-- Start of SUPPLIED RECORDS --

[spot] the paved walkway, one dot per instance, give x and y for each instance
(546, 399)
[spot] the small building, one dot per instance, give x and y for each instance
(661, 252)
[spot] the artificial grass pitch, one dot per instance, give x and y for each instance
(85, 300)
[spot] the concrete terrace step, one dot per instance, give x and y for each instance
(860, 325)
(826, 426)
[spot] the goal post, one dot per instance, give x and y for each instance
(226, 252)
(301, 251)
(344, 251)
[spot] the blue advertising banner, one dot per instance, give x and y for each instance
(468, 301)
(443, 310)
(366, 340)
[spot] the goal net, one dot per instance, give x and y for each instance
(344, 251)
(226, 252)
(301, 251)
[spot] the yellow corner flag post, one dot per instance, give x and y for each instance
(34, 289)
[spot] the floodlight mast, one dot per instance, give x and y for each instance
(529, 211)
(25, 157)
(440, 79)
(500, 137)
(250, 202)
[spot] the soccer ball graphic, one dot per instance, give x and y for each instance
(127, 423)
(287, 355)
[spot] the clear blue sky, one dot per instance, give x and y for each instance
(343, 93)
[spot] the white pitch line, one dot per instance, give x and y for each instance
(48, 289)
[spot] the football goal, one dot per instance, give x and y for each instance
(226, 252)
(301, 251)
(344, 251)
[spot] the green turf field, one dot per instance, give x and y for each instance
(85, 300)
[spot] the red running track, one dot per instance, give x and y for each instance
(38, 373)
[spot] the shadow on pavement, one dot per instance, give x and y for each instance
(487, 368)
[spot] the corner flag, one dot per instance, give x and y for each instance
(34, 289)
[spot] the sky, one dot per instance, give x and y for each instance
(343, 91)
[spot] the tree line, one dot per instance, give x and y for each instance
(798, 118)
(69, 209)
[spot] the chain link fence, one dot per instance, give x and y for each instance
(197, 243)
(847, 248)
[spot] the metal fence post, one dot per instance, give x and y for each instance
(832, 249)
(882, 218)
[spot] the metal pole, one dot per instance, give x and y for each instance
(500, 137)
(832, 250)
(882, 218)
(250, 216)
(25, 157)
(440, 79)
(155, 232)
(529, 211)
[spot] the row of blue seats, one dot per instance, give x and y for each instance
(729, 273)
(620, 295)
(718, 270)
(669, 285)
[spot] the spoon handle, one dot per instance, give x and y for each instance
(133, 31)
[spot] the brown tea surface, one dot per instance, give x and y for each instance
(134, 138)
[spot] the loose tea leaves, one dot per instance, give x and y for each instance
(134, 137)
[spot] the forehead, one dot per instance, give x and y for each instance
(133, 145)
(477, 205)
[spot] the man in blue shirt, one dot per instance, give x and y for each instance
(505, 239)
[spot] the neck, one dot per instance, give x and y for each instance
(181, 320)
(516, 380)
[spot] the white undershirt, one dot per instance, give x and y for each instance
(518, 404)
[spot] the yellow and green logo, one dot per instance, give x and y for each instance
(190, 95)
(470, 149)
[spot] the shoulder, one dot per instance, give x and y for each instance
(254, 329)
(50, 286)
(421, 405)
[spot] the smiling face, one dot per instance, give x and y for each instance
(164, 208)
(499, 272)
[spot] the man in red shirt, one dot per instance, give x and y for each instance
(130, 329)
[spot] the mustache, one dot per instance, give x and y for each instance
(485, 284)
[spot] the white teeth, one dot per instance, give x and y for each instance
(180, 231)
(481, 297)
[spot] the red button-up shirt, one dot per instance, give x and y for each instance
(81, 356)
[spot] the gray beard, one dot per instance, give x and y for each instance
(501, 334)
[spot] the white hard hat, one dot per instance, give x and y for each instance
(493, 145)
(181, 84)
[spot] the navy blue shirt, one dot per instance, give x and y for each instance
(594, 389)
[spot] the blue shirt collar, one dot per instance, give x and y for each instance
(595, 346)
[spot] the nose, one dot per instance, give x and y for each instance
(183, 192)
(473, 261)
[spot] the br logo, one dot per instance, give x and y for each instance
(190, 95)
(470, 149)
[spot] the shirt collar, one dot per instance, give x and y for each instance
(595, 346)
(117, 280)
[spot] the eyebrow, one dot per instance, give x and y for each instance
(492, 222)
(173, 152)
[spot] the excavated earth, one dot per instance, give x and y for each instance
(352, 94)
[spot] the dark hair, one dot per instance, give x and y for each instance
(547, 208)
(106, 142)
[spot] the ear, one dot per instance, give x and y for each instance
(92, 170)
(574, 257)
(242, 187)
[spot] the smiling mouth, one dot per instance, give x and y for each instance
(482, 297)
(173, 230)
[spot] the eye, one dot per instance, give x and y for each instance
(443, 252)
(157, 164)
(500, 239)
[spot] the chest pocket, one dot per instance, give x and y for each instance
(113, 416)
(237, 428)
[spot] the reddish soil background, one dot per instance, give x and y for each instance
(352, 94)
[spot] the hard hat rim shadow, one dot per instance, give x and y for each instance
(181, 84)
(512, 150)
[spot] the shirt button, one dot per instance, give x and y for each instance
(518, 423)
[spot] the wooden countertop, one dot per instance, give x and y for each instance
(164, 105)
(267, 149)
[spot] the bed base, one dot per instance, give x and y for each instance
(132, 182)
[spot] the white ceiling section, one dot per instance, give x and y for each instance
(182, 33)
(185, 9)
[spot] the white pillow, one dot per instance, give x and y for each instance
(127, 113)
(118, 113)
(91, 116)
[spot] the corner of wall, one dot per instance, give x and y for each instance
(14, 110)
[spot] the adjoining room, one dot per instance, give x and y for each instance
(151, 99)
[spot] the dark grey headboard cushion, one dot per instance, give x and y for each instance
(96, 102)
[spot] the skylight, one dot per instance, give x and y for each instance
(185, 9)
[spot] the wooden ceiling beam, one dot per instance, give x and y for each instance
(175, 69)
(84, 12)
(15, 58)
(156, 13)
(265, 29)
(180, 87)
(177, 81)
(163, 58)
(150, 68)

-- End of SUPPLIED RECORDS --

* EXERCISE DETAILS
Extract every line from the one with "[spot] the bed" down to the final line above, both included, exactly as written.

* EXERCISE RESPONSE
[spot] the bed base, one dot per instance, give x and y for each instance
(132, 182)
[spot] the white ceiling section, one dot per instance, give x and y for each instance
(182, 33)
(185, 9)
[spot] the white pillow, one dot per instance, give x and y for each instance
(127, 113)
(118, 113)
(91, 116)
[spot] the corner of wall, one dot per instance, give x and y for each instance
(14, 110)
[spot] the adjoining room, one dot per instance, give x and y for each instance
(151, 99)
[spot] the dark grey headboard cushion, one dot per instance, give x and y for each instance
(96, 102)
[spot] the skylight, one dot per instance, give x and y for each instance
(185, 9)
[spot] the wooden ceiling beam, one dot per instance, give x and y for each instance
(175, 69)
(84, 12)
(15, 58)
(156, 13)
(265, 29)
(180, 87)
(177, 81)
(163, 58)
(150, 68)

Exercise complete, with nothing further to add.